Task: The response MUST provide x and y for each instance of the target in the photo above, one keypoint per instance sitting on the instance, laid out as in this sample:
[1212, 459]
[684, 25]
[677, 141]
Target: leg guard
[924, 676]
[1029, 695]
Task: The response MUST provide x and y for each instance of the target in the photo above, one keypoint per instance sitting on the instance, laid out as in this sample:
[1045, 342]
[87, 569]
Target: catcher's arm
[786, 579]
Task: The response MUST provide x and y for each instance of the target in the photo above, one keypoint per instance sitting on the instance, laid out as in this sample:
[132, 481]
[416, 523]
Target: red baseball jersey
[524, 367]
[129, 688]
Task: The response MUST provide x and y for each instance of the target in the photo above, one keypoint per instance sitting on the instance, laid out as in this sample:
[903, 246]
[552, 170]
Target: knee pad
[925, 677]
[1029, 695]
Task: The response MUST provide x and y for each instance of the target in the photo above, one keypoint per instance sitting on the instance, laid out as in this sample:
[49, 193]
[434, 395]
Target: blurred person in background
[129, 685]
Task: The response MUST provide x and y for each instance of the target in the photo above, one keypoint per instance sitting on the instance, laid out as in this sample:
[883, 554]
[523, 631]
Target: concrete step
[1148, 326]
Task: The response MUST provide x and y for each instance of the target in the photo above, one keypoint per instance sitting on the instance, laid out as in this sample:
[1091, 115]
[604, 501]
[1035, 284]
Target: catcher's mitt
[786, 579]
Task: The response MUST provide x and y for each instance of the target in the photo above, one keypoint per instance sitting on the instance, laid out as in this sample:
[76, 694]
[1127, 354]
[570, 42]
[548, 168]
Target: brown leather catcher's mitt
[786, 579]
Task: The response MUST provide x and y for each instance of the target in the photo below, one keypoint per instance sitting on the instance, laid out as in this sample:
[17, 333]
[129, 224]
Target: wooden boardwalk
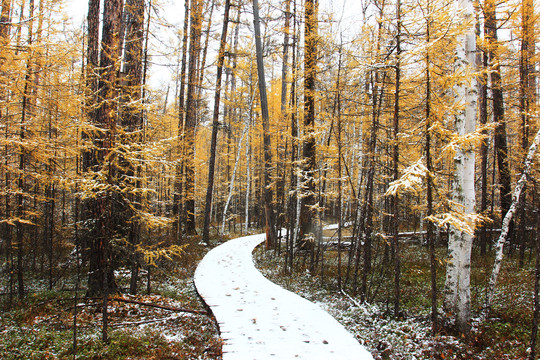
[259, 320]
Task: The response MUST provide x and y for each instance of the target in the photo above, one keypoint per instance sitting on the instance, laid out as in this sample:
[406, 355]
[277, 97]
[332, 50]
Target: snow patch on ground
[259, 319]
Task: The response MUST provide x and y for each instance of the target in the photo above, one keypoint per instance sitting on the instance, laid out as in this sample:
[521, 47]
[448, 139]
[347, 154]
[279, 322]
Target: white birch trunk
[499, 250]
[457, 287]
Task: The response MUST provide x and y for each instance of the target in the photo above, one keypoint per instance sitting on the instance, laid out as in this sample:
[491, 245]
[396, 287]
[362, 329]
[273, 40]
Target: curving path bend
[258, 319]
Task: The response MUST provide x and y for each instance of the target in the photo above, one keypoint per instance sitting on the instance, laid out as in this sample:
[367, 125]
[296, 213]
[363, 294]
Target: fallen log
[164, 307]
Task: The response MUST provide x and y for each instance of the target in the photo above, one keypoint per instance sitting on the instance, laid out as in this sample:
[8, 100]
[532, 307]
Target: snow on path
[258, 319]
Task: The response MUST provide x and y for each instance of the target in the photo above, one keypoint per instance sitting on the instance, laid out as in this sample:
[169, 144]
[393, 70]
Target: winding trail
[258, 319]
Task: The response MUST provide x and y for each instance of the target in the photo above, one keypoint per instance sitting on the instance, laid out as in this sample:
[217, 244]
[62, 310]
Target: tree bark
[457, 296]
[215, 124]
[505, 228]
[307, 212]
[395, 166]
[268, 208]
[100, 275]
[501, 146]
[191, 115]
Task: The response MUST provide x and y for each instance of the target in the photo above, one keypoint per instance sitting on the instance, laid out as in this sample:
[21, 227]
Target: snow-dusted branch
[516, 198]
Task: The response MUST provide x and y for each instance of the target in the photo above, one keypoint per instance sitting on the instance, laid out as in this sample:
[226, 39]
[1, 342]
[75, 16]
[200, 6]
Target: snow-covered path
[260, 320]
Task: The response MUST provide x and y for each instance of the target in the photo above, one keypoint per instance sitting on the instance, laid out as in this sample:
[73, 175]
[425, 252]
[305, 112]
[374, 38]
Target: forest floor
[505, 335]
[42, 326]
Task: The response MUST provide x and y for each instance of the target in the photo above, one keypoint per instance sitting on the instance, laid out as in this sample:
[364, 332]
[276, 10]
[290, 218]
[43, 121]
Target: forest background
[158, 127]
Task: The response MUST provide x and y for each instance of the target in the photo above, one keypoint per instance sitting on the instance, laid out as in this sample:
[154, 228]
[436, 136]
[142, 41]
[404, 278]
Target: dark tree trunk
[501, 145]
[178, 208]
[191, 116]
[307, 213]
[267, 191]
[100, 275]
[132, 123]
[395, 167]
[430, 236]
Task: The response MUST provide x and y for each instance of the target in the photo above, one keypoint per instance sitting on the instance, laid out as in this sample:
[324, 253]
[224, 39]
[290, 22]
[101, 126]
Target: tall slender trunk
[536, 295]
[340, 191]
[100, 275]
[395, 166]
[268, 208]
[21, 182]
[215, 123]
[191, 115]
[307, 214]
[505, 228]
[430, 236]
[458, 296]
[178, 212]
[500, 143]
[132, 122]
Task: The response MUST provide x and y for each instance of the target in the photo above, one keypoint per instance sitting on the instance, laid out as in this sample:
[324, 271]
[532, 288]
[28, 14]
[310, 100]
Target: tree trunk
[132, 121]
[178, 212]
[501, 146]
[457, 296]
[268, 208]
[215, 124]
[536, 298]
[395, 167]
[191, 115]
[100, 275]
[505, 228]
[430, 236]
[307, 212]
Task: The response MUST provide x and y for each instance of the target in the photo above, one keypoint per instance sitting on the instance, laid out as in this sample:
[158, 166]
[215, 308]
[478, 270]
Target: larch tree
[190, 120]
[267, 191]
[100, 275]
[308, 199]
[215, 124]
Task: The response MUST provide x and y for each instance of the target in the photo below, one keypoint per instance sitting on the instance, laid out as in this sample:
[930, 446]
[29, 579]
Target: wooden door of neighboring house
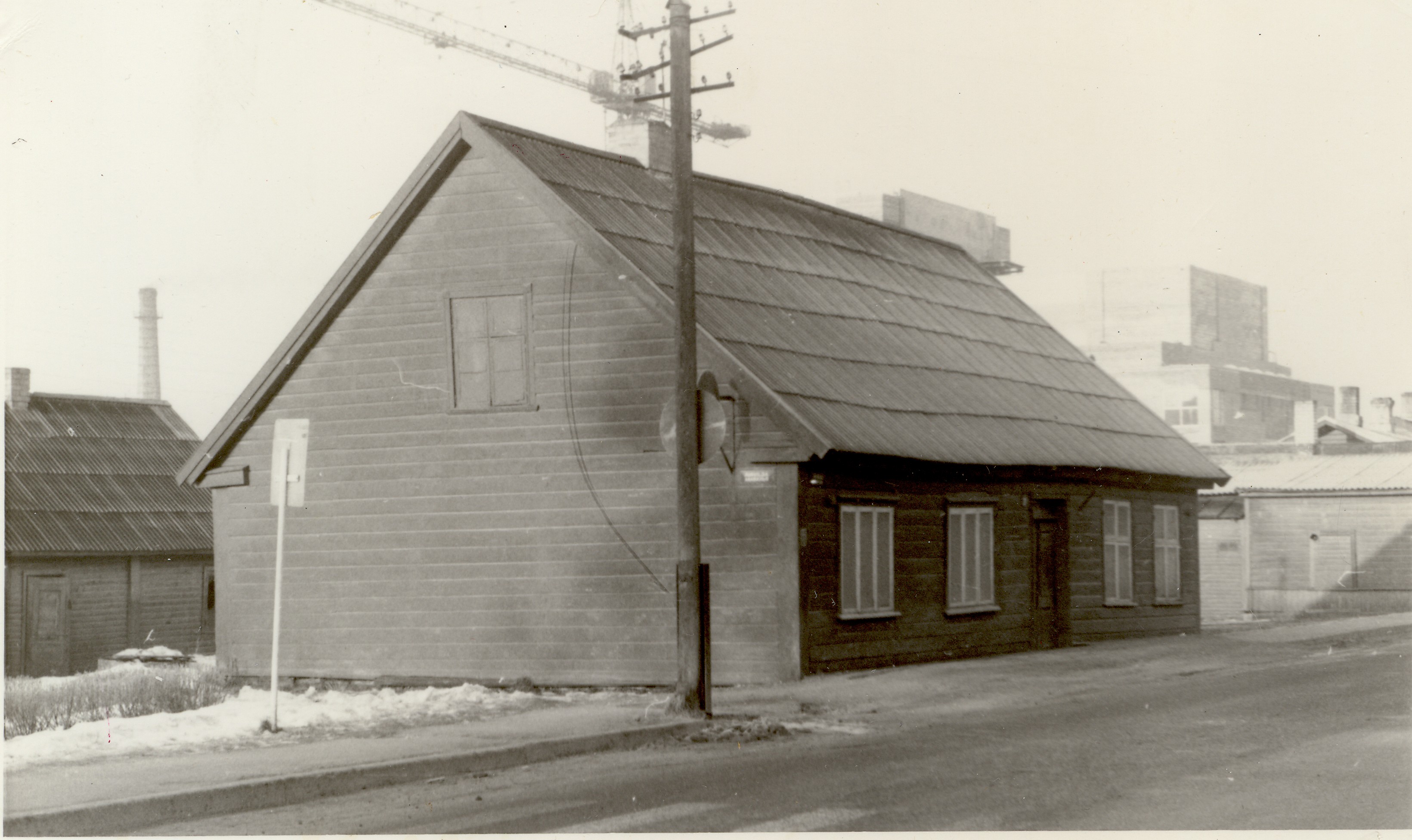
[1051, 579]
[1333, 561]
[207, 639]
[46, 624]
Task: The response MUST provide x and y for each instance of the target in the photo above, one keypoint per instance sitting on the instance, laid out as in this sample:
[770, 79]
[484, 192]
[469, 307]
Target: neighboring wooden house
[1302, 533]
[917, 466]
[104, 548]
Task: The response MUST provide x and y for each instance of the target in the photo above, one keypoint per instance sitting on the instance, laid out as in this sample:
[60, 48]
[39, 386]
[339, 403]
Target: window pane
[1110, 571]
[986, 559]
[469, 318]
[867, 592]
[508, 359]
[474, 390]
[508, 315]
[1126, 572]
[886, 559]
[954, 558]
[471, 355]
[849, 562]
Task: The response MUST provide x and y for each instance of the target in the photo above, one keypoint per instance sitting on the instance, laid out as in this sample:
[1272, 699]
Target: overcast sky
[232, 154]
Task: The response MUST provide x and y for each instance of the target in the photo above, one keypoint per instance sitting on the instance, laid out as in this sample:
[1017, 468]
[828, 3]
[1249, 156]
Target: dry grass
[33, 705]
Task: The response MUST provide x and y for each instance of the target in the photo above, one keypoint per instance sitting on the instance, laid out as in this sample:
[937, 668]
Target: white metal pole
[283, 472]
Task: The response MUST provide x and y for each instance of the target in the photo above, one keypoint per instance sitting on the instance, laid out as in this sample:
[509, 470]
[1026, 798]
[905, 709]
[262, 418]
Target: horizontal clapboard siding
[468, 545]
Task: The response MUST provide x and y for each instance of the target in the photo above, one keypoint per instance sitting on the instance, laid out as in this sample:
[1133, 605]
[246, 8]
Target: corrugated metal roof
[96, 475]
[886, 341]
[1322, 473]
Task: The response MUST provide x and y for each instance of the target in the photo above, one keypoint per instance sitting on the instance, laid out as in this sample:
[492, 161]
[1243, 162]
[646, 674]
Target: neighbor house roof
[1362, 434]
[92, 475]
[870, 338]
[1322, 473]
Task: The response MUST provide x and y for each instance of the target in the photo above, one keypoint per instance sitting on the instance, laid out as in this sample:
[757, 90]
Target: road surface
[1312, 739]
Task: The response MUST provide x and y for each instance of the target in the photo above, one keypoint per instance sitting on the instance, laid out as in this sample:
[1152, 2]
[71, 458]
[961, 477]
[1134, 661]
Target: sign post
[287, 469]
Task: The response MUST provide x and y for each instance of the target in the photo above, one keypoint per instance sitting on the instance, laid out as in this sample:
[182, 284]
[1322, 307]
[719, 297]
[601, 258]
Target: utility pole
[691, 652]
[688, 476]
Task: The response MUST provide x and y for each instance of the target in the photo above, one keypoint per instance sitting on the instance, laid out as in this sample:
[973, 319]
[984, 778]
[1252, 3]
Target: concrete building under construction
[1195, 348]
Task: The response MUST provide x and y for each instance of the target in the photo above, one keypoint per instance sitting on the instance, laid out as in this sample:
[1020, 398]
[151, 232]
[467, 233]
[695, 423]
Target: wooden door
[1050, 581]
[46, 624]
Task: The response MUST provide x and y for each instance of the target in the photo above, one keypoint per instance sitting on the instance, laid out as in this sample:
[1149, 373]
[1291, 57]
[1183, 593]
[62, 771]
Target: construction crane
[602, 86]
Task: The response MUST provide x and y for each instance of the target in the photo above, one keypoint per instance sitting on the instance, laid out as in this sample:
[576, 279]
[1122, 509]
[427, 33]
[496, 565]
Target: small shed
[104, 548]
[916, 465]
[1305, 533]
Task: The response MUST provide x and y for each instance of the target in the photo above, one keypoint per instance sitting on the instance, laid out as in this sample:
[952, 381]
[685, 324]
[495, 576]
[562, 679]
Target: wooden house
[916, 465]
[104, 550]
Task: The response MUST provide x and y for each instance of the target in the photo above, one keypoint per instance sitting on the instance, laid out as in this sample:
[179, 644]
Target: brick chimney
[1349, 406]
[1307, 431]
[650, 142]
[1380, 414]
[18, 387]
[147, 361]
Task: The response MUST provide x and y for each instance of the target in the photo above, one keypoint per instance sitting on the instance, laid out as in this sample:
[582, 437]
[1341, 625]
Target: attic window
[1184, 414]
[490, 352]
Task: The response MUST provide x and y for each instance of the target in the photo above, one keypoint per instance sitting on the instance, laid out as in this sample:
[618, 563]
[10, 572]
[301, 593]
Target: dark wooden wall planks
[924, 632]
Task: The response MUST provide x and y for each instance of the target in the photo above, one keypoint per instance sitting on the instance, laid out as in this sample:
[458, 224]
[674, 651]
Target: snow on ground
[155, 653]
[304, 716]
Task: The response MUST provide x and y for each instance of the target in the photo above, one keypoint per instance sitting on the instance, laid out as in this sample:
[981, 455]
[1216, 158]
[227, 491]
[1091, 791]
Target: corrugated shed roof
[886, 341]
[96, 475]
[1322, 473]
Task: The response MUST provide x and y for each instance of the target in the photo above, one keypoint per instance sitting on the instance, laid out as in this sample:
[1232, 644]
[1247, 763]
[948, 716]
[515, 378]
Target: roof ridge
[985, 416]
[630, 160]
[849, 280]
[898, 324]
[802, 236]
[99, 398]
[907, 365]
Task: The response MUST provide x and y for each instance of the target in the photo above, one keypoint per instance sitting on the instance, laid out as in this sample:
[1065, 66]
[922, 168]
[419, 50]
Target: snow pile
[155, 653]
[238, 722]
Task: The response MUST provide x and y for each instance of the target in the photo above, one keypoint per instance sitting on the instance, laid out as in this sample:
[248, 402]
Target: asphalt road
[1312, 740]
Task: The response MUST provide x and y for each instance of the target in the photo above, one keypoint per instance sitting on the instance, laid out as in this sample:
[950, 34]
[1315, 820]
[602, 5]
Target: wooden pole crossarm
[639, 33]
[669, 62]
[702, 90]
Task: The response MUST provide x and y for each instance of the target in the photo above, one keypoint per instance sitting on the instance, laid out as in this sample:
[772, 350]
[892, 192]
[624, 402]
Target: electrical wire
[574, 420]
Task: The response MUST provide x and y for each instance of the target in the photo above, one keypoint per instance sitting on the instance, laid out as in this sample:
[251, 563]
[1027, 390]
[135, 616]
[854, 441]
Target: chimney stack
[1349, 406]
[1380, 414]
[147, 343]
[650, 142]
[18, 387]
[1307, 431]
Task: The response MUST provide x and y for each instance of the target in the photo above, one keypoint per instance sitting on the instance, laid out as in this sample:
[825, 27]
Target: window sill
[866, 616]
[971, 609]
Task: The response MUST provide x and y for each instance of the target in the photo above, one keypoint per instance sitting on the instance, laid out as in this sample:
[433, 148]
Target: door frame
[1054, 512]
[26, 609]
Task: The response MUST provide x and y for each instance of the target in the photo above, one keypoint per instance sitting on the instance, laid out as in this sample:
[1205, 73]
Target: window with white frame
[864, 561]
[490, 351]
[1167, 555]
[1183, 413]
[971, 559]
[1118, 554]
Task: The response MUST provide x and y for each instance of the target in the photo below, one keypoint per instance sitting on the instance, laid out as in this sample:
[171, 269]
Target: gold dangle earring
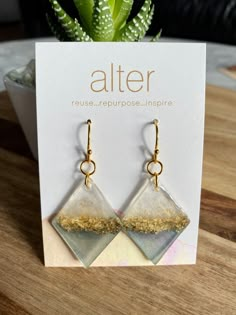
────
Return every line in the entries above that contains the word "corrugated".

THE REPLY ::
Target: corrugated metal roof
Target: corrugated shed roof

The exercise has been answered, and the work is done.